_Document text_.

═══

Backing Pak always won’t benefit China

Columnist  | Syed Ata Hasnain

Opinion, Columnists

Pakistan's public is not too enthused, and socially it is meeting resistance, especially over the presence of Chinese labour and management.

Jaish-e-Mohammad chief Masood Azhar (Photo: AFP)

Some people in India were applying reason and rationale to the context of the UN Security Council move to declare Jaish-e-Mohammed chief Masood Azhar a global terrorist. That would have meant Beijing's acceptance of the proposal, against its three earlier instances of rejecting it. Internationally, there was a furore against the Pakistan-supported JeM terror strike involving the car bomb attack at Pulwama, that led to the killing of over 40 Indian securitymen. Many in India felt that China, in this black and white situation, would not like to be singled out as a state supporting another that sponsors terror and proxy war in a neighbouring country. However, little did we realise that geopolitics matters more than sentiment to decide China’s stand on international security issues.

═══

_Data rows_.

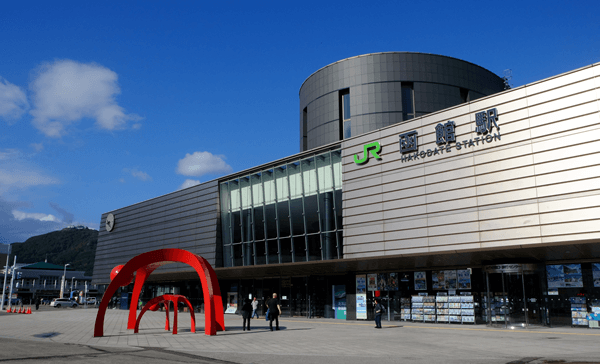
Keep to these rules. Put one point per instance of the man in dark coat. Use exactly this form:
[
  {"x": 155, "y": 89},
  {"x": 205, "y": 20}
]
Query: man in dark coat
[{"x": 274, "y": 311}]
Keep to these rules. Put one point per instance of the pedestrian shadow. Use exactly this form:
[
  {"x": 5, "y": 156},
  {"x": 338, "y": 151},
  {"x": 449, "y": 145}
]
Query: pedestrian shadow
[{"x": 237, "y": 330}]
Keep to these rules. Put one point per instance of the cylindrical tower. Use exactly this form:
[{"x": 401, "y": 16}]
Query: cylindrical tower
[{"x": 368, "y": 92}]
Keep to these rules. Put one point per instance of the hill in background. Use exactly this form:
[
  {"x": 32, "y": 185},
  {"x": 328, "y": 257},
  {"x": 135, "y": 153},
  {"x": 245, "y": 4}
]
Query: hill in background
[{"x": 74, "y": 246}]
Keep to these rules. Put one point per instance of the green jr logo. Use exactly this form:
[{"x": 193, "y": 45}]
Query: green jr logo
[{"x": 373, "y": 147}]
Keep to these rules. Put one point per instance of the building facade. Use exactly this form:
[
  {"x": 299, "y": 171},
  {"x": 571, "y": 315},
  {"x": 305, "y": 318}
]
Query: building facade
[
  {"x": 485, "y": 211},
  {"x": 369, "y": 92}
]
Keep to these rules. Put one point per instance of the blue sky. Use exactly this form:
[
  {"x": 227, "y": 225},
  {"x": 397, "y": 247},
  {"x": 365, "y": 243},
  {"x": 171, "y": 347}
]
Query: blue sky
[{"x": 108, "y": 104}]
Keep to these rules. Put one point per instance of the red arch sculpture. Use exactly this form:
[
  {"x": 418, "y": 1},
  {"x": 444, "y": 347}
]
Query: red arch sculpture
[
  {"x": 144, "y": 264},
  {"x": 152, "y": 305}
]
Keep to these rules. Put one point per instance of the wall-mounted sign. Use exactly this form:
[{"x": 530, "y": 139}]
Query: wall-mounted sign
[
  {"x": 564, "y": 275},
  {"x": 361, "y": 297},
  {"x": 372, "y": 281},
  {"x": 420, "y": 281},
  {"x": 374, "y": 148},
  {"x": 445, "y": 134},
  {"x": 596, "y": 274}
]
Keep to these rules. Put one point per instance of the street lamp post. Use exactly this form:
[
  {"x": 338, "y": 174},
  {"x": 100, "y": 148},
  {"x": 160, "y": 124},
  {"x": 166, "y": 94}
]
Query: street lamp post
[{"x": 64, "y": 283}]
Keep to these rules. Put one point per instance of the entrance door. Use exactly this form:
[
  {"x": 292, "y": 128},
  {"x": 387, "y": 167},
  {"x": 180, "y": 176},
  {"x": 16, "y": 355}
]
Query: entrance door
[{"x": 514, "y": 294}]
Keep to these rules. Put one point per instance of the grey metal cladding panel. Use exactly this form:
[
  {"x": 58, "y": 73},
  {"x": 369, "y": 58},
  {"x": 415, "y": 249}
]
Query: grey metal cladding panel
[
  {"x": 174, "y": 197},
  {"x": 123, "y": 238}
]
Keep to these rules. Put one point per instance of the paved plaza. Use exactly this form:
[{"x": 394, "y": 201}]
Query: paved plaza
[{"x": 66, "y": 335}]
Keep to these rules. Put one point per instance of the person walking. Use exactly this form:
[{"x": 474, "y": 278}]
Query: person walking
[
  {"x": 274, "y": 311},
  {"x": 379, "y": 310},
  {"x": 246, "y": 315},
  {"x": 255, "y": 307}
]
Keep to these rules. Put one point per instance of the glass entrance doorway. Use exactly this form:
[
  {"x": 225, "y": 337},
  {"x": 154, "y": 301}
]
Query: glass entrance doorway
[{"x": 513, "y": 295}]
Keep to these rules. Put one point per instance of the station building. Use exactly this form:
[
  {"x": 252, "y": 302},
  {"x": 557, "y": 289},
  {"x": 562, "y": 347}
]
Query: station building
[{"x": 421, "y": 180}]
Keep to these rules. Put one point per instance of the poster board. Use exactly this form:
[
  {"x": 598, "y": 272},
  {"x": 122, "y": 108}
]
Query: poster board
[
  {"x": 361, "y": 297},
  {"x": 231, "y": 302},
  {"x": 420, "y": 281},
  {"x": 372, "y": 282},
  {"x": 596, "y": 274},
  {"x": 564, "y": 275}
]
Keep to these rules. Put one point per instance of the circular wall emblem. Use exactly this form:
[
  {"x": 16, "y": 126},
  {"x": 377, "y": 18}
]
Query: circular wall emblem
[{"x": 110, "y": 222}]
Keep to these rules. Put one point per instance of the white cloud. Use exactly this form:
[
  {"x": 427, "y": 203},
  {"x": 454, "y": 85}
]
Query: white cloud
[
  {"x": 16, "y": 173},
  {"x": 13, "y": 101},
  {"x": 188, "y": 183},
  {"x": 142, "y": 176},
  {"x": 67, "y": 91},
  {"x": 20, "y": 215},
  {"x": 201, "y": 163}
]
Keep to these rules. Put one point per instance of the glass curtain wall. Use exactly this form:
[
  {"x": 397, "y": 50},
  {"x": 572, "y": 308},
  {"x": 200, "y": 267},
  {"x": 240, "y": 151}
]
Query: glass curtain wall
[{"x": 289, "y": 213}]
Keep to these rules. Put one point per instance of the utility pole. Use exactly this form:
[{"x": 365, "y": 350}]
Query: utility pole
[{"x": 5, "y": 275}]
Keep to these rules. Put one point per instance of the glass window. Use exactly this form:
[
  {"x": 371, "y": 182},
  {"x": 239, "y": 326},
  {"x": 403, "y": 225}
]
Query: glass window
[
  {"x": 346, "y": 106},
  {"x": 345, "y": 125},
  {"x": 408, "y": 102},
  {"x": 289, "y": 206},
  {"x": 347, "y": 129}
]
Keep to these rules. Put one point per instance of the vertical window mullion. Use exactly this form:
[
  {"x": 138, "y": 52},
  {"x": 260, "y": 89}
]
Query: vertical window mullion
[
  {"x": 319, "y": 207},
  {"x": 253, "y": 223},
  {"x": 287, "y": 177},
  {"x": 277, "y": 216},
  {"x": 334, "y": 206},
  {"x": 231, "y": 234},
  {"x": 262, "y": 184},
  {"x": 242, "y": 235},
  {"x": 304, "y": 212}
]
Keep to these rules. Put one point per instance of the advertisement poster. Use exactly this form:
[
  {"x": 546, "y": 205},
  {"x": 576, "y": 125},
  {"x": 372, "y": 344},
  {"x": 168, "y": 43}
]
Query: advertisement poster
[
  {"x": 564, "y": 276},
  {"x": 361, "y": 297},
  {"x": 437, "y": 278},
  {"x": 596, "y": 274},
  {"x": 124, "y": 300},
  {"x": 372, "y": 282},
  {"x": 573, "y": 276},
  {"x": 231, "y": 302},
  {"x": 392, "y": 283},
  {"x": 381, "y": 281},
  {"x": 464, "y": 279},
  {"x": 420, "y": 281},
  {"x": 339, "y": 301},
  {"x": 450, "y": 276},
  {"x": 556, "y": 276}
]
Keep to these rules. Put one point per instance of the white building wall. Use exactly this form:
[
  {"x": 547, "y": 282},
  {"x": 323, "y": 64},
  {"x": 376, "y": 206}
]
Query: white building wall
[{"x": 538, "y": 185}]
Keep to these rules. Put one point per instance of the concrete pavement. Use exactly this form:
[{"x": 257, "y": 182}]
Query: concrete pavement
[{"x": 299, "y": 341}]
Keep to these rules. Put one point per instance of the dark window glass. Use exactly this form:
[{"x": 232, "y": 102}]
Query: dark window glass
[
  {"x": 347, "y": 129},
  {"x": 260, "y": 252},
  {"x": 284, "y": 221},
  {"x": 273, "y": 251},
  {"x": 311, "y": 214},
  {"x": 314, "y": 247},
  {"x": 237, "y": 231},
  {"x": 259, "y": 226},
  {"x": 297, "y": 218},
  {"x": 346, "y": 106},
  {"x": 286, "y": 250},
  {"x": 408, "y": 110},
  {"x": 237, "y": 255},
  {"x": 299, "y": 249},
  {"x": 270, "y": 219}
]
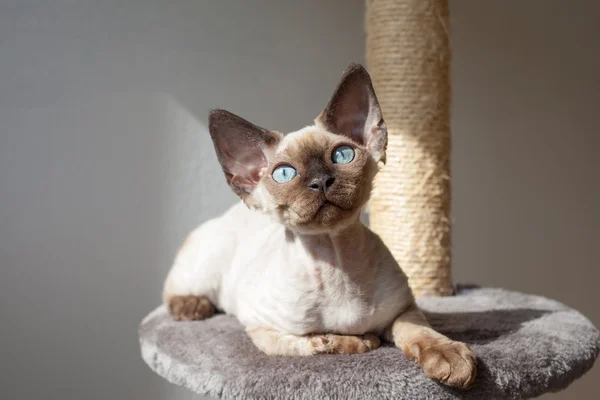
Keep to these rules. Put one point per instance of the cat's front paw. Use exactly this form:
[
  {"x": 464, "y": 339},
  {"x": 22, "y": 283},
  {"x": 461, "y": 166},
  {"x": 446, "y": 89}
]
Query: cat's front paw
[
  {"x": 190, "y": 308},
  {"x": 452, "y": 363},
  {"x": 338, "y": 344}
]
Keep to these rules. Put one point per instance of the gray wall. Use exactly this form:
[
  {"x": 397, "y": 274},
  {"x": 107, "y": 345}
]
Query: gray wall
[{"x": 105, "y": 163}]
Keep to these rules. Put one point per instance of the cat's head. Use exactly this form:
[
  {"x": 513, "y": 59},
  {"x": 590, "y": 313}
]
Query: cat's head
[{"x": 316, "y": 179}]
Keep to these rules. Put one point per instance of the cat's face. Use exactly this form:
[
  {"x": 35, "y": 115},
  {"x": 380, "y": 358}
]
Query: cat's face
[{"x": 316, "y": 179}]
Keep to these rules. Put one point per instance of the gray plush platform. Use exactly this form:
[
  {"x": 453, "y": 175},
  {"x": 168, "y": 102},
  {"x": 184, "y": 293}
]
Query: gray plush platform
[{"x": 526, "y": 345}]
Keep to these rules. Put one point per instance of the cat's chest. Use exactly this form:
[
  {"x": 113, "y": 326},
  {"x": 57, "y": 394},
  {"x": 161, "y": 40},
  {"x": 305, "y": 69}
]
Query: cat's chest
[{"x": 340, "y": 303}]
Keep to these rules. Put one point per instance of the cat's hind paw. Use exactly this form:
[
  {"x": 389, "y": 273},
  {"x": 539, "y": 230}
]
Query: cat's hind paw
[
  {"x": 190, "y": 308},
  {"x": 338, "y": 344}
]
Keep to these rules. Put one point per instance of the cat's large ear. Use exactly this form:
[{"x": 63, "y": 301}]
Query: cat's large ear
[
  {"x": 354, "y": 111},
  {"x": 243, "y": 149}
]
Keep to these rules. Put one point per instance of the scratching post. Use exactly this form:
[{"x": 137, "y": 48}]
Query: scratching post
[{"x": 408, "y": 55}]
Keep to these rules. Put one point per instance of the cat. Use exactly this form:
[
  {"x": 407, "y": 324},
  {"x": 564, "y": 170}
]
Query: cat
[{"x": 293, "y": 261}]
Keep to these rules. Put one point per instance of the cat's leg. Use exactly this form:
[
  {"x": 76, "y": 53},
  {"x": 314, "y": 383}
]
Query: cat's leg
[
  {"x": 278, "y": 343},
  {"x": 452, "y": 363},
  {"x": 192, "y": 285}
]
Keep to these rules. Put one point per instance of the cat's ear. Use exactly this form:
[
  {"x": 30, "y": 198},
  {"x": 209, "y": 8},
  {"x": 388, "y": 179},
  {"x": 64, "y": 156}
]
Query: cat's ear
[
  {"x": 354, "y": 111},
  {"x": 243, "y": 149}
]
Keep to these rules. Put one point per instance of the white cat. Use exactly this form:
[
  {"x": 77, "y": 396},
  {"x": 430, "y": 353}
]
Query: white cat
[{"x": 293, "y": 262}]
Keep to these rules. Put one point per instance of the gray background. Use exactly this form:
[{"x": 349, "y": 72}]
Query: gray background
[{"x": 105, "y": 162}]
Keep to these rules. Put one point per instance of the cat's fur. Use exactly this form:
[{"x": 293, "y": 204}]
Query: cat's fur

═══

_Complete the following_.
A. List every country named in the opinion piece on China and Pakistan.
B. Carry on the opinion piece on China's stand over Masood Azhar, starting after its last sentence.

_Exercise answers_.
A. China, Pakistan, India

B.
What’s the geopolitics involved in this decision? Simply, all that is happening in Southwest Asia is virtually an extension of the New Great Game! The area is one of the world's most turbulent hotspots, and highly unstable too. The United States intends to withdraw its last 14,000 troops from Afghanistan, and hopes for some kind of deal with the Taliban to enable that, with Pakistan as the intermediary. Afghanistan is a messy affair, with multiple scenarios that could emerge over the next few months. The Chinese want the Americans out from the region and don't want to create a situation where Pakistan's role as an intermediary is compromised as that may set back the US withdrawal. Behind the scenes, China has been advising Pakistan not to trigger any more turbulence with India, but it can’t go against Pakistan’s interests in the India context by having it isolated internationally. In fact, Pakistan’s isolation would have been a huge Indian foreign policy success, which would tempt maverick Pakistani terrorist groups to attempt further targeting of Indian interests in Kashmir. Second, China wouldn't like to see a major embarrassment for the Imran Khan government because Pakistan has run out of political options, with its other two mainstream parties in the doghouse. If Imran Khan is weakened, it will only be at the cost of even greater strengthening of the Pakistan Army and the Deep State, whose actions could be unpredictable even to the Chinese. Third, China has invested just too much in the China-Pakistan Economic Corridor (CPEC). Pakistan's public is not too enthused, and socially it is meeting resistance, especially over the presence of Chinese labour and management. By not holding Pakistan's hand in its moment of crisis and possible isolation, China would open itself to greater compromise internally within Pakistan. In CPEC, it has invested its own outreach to a potential economic empire in Africa and the Middle East. There can be no compromise with that long-term objective. In addition, the strategic isolation of Pakistan would upset any future economic bailout of Pakistan by international monetary institutions and force China to invest even more in rescuing its strategic partner from utter bankruptcy.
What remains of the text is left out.